[Challenges]:
A. In the family trip account, at what time is the train from Connolly to Belfast due to leave?
B. Rewrite the family trip account from "The troop is" to "bursts into song.", changing "train" to "bus" wherever it appears.

[Text excerpt]:
····················

We decide it is time for an adventure. The memories that we are creating with them and for them have been geographically located in the east and the west. Of this island, that is. We have not burst beyond the peripheries to far flung Europe. Passports and airports and waiting and sweating and sunburn are not things we do. We tell ourselves that we’re keeping them safe. Not dragging them around to encounter the dangers. And sure where else in the world would they want to be, we say, when the sun makes an appearance in Connemara. It was good enough for us as kids so it’s good enough for them, we reason.
Except there are mutinous whisperings amongst the crew. Marque 4 came home from a friend’s house grumbling.
‘We always do the same things over and over. Can’t we be more adventurous, live somewhere different with a bit of a view or something exciting like that?’ The cheek of him. Turns out the house he was in has views over the city. From upstairs windows the airport was pointed out to him. He could see the sea and asked if he could see England. He was, I’ve been told, in awe. Ah god. He has never even been to the airport. I log this with a modicum of guilt. Some day, my son. Some day. We’ve become selectively deaf over the years when the older ones enquire if they will ever, ever, like all the rest of the kids they know, venture to pastures beyond the island. Some day my sons. Some day.
We ease ourselves into this new adventurous mode. We decide to ditch the car in favour of the train to break through the border into the Northern Territory. This is a trip we’ve been promising marque 1 for years now. As an avid Titanic fan – who was interviewed on radio about his interest for the April 2012 commemoration – it is with another smidgeon of parental guilt that we’re only getting around to it now.
When we tell them that we won’t tell them where we are heading but that there is a train involved the guessing begins. We’re off to Bray for the carnival. We’re off to Howth for a picnic. Both ends of the dart line is all they can imagine we’ll stretch ourselves to. This little game makes the elders feel good. Ups the impact of the punch of excitement to come.
We nearly fall at the first hurdle. We’ve pre-booked our tickets to include dart tickets to and from town. We’re keen to avoid any diversions courtesy of the bank holiday marathon. We are smugly organised, foreseeing pitfalls, great parents that we are. We are catching the 9.35 train from Connolly to Belfast. We rock into our local dart station at 8.00. Red neon lights flash 9.20 at us.
‘What does that mean? Maybe it’s the next train is in nine minutes twenty seconds’ I say hopefully as I watch the neon sign unchanging, no diminishing seconds, and allow it to dawn on me that the first train today is actually at this tardy time.
The troop is deflated.
‘But I really wanted to go somewhere’ they are muttering and echoing around us.
‘Back in the car, we’ll drive’.
‘But I really wanted to get the train’.
‘We’ll drive to the train’.
‘Ohhhhh…’
As we stand at the rope barrier, first in line in our zealousness to embark on the Dublin to Belfast train, marque 5 bursts into song.

····················

[Given data]:

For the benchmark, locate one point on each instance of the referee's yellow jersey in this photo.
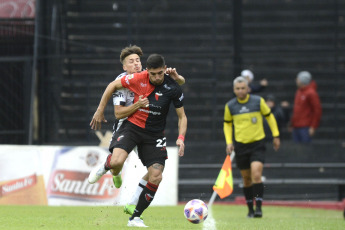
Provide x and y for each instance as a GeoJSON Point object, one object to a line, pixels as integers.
{"type": "Point", "coordinates": [246, 117]}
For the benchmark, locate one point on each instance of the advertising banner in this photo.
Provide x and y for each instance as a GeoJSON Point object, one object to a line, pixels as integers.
{"type": "Point", "coordinates": [57, 175]}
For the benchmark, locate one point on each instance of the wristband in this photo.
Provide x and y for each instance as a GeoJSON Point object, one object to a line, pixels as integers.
{"type": "Point", "coordinates": [181, 137]}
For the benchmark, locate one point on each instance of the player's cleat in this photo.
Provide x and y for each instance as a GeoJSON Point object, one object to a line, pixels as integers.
{"type": "Point", "coordinates": [129, 209]}
{"type": "Point", "coordinates": [117, 181]}
{"type": "Point", "coordinates": [258, 213]}
{"type": "Point", "coordinates": [97, 173]}
{"type": "Point", "coordinates": [250, 214]}
{"type": "Point", "coordinates": [136, 222]}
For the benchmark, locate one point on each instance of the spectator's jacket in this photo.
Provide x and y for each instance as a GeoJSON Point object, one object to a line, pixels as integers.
{"type": "Point", "coordinates": [307, 107]}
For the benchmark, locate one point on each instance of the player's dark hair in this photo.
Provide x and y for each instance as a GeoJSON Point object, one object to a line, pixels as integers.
{"type": "Point", "coordinates": [130, 50]}
{"type": "Point", "coordinates": [155, 61]}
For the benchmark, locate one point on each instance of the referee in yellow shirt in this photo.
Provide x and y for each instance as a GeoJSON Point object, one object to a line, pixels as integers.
{"type": "Point", "coordinates": [245, 113]}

····················

[Solutions for each task]:
A. 9.35

B.
The troop is deflated.
‘But I really wanted to go somewhere’ they are muttering and echoing around us.
‘Back in the car, we’ll drive’.
‘But I really wanted to get the bus’.
‘We’ll drive to the bus’.
‘Ohhhhh…’
As we stand at the rope barrier, first in line in our zealousness to embark on the Dublin to Belfast bus, marque 5 bursts into song.